Parts of the exercise:
A. From the end-of-life essay, quote the passage starting with "My mother had" and going on through "reaction of suspicion.".
B. In the end-of-life essay, how long has the writer worked within End of Life Care?
C. Pick up the end-of-life essay after its final sentence and keep writing.

Text shown:
Choices at End of Life
Choices at End of Life
Unexplained consequences of choices we are asked to make
When I became a family member asked to make decisions for my mother several years ago, I was stunned as I experienced the patient’s side of healthcare. I have been a registered nurse for many years, and have worked within End of Life Care for over a decade. We professionals give explanations and offer choices to our patients; these are made with the intention of respecting each person’s right to decide their healthcare course. Yet there is a great divide between these, and also including the outcome of each choice.
My mother had clearly stated to us months earlier, that she wanted only to be made comfortable and helped to live in her home with my Dad. Yet here she was in the ICU, and every possible aggressive treatment was planned for her. When I spoke up and questioned these, I was met with raised eyebrows by the staff at her hospital. Repeatedly, new options were presented; when my family chose to take time to consider each, we were met with the same reaction of suspicion.

(Data drawn from a collection)
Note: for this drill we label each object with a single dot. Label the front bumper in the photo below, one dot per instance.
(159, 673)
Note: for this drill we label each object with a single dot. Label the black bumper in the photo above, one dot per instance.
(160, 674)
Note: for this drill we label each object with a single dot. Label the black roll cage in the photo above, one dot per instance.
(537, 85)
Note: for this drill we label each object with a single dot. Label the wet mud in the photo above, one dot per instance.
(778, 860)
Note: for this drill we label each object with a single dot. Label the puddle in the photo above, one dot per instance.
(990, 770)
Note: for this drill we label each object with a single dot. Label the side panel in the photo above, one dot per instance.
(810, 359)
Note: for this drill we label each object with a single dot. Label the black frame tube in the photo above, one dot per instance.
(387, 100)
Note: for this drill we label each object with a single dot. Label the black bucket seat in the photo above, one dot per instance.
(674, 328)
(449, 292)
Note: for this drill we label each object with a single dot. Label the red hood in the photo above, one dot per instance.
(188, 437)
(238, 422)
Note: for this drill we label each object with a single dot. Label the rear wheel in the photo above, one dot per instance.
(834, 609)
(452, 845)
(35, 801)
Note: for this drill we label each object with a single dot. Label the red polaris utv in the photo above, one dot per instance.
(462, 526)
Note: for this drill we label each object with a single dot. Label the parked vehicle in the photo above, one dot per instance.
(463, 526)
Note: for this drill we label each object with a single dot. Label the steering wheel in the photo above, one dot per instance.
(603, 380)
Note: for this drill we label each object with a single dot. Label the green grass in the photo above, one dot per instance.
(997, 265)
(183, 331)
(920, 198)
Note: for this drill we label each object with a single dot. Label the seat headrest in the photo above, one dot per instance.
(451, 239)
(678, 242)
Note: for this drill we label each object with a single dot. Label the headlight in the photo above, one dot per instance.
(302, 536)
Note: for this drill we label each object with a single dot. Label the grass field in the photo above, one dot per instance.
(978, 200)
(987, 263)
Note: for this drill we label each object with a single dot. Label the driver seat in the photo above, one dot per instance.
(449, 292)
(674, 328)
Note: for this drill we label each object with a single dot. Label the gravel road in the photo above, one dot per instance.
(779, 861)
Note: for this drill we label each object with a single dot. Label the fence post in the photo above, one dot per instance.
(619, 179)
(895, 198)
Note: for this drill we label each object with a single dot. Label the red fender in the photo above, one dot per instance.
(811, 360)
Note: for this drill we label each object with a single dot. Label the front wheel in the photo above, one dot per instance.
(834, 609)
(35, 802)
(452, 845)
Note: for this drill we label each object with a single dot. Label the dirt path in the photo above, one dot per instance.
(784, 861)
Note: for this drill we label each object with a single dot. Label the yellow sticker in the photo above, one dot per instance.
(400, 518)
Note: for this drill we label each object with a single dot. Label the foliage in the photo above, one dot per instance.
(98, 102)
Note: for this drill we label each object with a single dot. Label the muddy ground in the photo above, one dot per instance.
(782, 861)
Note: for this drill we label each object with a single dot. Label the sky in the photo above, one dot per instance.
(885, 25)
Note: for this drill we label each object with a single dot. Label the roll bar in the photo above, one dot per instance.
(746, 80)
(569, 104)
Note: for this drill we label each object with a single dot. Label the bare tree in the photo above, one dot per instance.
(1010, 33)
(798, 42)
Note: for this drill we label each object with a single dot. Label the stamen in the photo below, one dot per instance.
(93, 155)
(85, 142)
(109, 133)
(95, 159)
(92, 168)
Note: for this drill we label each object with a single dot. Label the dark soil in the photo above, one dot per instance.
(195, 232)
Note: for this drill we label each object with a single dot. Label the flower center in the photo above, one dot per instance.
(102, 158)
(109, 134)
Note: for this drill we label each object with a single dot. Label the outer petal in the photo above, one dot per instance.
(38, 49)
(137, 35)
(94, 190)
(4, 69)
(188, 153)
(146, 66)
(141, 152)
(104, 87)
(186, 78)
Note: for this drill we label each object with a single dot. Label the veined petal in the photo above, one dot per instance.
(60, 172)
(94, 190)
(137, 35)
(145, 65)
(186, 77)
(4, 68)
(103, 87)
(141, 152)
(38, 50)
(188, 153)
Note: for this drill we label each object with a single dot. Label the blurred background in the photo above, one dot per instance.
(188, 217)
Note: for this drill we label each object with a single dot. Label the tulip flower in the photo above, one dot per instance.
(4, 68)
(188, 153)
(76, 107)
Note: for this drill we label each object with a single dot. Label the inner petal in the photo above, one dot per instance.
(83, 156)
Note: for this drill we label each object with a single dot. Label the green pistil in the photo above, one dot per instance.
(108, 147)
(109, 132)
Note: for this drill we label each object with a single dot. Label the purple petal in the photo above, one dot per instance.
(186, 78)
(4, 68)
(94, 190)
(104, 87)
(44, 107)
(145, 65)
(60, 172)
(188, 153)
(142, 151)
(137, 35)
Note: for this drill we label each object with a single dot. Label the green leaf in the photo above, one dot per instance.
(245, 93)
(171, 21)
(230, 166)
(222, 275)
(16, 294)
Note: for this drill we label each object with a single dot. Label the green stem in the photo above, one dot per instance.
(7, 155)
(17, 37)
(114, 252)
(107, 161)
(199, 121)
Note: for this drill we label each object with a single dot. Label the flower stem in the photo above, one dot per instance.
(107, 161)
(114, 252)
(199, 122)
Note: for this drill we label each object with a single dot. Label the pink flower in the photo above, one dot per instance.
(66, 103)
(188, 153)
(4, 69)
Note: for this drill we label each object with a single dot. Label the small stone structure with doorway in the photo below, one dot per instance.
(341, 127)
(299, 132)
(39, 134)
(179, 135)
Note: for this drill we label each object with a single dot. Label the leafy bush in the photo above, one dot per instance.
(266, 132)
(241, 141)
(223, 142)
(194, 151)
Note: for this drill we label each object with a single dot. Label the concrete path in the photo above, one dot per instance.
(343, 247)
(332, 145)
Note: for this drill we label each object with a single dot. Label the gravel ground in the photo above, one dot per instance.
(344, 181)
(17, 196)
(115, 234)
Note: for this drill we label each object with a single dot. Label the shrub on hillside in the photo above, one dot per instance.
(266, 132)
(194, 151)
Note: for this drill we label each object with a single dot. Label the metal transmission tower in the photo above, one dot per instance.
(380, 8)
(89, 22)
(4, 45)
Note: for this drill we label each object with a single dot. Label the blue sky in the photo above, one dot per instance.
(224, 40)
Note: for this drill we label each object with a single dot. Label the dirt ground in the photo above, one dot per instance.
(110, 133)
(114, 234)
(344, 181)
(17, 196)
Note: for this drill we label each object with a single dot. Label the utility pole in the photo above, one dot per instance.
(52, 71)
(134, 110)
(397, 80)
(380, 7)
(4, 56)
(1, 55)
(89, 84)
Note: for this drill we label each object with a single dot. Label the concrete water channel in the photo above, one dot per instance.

Answers to the tasks:
A.
My mother had clearly stated to us months earlier, that she wanted only to be made comfortable and helped to live in her home with my Dad. Yet here she was in the ICU, and every possible aggressive treatment was planned for her. When I spoke up and questioned these, I was met with raised eyebrows by the staff at her hospital. Repeatedly, new options were presented; when my family chose to take time to consider each, we were met with the same reaction of suspicion.

B. Over a decade.

C.
It was difficult to see my mother in her condition, my heart longed to have her return to the person she had been only a few days before. My own guilt and my worry that I was doing what she wanted rather than pushing my own agenda on her were only some of the conflicting feelings and thoughts that poured through me. Yet when I shared the outcome of what each procedure, each aggressive medication regime would mean, my father and siblings agreed that this was not what Mom had chosen those months before.
As an End of Life Consultant, I work with people at all stages of health and illness. We discuss the choices that are presented on advanced directives, consider the type environment and support that help each person to feel cared for and cared about. We devise a plan that is fluid and can be updated throughout time, yet one that provides a written basis for their family to make choices from. This I learned as I walked with my mother and my entire family through a serious hospitalization without a written plan.